EXERCISE INPUT:
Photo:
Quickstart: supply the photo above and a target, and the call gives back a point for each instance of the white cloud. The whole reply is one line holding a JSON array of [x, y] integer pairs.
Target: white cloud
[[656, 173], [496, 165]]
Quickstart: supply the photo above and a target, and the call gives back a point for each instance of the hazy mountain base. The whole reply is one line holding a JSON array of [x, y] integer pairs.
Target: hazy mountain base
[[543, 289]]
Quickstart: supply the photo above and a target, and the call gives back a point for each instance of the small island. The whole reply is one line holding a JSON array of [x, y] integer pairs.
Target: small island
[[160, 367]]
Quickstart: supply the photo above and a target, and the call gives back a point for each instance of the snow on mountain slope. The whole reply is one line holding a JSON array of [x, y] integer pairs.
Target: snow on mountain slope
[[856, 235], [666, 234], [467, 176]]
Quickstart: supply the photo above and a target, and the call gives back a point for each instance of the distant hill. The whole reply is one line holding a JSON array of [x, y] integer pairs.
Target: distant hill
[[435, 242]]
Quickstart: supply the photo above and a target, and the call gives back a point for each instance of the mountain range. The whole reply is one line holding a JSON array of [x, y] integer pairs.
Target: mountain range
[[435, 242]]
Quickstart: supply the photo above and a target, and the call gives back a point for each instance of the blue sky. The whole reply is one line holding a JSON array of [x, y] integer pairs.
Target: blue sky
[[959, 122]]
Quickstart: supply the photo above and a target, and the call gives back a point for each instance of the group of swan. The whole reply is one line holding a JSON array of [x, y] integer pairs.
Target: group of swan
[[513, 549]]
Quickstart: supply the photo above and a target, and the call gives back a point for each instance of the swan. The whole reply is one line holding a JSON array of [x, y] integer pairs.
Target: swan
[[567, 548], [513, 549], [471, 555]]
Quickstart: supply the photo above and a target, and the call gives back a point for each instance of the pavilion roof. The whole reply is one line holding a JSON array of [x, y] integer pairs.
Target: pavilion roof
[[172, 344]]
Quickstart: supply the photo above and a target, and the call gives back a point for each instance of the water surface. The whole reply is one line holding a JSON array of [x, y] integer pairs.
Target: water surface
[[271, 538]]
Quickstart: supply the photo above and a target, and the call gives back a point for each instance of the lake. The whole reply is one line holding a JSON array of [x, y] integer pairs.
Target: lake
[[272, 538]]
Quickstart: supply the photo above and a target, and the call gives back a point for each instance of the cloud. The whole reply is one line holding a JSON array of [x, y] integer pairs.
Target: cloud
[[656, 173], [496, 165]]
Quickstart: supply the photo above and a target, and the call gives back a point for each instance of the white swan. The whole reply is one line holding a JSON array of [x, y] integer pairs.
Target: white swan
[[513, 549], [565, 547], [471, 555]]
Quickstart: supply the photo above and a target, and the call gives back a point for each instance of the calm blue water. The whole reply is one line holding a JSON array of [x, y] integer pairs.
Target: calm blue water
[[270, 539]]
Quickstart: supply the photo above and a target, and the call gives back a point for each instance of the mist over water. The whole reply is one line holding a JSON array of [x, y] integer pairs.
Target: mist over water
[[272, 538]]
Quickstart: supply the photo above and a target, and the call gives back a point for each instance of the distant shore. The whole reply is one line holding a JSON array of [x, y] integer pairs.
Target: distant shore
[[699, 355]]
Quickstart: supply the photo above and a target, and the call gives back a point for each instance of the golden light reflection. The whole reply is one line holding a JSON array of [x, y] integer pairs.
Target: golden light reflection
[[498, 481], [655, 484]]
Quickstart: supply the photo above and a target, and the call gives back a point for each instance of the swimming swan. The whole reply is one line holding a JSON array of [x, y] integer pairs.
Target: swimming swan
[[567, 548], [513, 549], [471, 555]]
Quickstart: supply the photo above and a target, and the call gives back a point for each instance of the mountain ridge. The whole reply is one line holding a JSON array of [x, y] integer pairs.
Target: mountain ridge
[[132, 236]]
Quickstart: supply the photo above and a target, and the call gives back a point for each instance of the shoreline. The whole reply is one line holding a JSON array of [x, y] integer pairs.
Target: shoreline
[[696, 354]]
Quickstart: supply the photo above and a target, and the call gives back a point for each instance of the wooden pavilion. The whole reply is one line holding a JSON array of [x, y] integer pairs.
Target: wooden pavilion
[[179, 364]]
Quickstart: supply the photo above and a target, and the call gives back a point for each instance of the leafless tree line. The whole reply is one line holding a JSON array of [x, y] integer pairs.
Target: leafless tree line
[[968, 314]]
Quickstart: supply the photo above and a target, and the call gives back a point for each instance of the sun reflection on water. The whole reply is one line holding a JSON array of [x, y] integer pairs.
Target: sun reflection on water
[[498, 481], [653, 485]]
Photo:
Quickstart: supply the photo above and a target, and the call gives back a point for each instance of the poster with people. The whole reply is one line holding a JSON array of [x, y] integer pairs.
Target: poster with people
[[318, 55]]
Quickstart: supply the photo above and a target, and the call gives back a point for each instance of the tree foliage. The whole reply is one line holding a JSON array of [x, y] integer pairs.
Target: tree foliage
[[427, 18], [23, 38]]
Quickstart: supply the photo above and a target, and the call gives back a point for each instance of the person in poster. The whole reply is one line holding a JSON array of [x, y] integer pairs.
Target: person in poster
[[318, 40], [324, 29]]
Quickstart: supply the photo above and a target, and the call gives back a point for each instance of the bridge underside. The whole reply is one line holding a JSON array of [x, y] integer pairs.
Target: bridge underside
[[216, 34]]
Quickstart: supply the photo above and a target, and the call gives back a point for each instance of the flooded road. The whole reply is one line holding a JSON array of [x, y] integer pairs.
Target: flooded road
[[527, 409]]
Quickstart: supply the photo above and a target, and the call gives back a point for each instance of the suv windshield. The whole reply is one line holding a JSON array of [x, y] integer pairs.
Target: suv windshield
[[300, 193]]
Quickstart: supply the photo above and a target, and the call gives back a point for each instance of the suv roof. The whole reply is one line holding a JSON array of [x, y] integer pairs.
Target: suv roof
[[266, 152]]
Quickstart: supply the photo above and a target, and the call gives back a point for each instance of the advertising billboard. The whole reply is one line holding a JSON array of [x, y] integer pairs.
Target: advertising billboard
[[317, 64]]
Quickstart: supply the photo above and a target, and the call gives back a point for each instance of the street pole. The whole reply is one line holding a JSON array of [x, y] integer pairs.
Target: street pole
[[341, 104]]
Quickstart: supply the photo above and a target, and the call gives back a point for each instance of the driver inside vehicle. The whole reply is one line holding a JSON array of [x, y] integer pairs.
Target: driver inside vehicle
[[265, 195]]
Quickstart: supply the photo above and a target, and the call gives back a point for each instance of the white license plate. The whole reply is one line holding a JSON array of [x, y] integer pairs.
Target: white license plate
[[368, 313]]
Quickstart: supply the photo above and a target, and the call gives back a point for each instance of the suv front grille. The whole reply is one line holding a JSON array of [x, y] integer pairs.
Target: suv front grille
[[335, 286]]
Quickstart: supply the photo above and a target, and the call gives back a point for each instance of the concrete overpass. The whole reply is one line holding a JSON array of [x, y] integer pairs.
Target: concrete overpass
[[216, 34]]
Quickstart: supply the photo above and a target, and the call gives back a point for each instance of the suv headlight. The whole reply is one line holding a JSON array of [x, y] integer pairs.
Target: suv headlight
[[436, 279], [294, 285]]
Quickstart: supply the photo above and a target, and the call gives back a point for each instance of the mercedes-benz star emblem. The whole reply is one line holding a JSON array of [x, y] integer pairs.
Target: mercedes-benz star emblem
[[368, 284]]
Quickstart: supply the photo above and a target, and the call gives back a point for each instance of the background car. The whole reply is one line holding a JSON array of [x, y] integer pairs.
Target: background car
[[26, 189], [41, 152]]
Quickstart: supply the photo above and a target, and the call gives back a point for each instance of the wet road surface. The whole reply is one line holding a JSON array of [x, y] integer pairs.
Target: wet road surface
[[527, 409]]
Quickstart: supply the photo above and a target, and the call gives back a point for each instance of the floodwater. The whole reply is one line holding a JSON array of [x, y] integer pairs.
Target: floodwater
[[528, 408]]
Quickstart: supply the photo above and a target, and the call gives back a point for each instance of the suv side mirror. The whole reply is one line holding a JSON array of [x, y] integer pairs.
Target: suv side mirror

EXERCISE DETAILS:
Print exactly and only the lines that start at the line with "Target: background car" and run through the end of the listing above.

REPLY TO THE TASK:
Target: background car
[[26, 189], [41, 152]]
Quickstart: supply the photo above and a target, and the call gives back a point for each instance of the wet road surface. The whole reply is one line holding a JSON array of [x, y] integer pairs.
Target: wet road surface
[[527, 409]]
Quickstart: supply the photo above and a target, and the call gives back a point for each instance of the floodwater. The whole reply is one line holding a JSON array of [x, y] integer pairs.
Target: floodwater
[[528, 408]]
Quickstart: supply the photo above and a target, and the call gives back a point for each instance of the suv side mirror. The whole reply is one line holding a JSON array of [x, y] integer pairs.
Target: suv side mirror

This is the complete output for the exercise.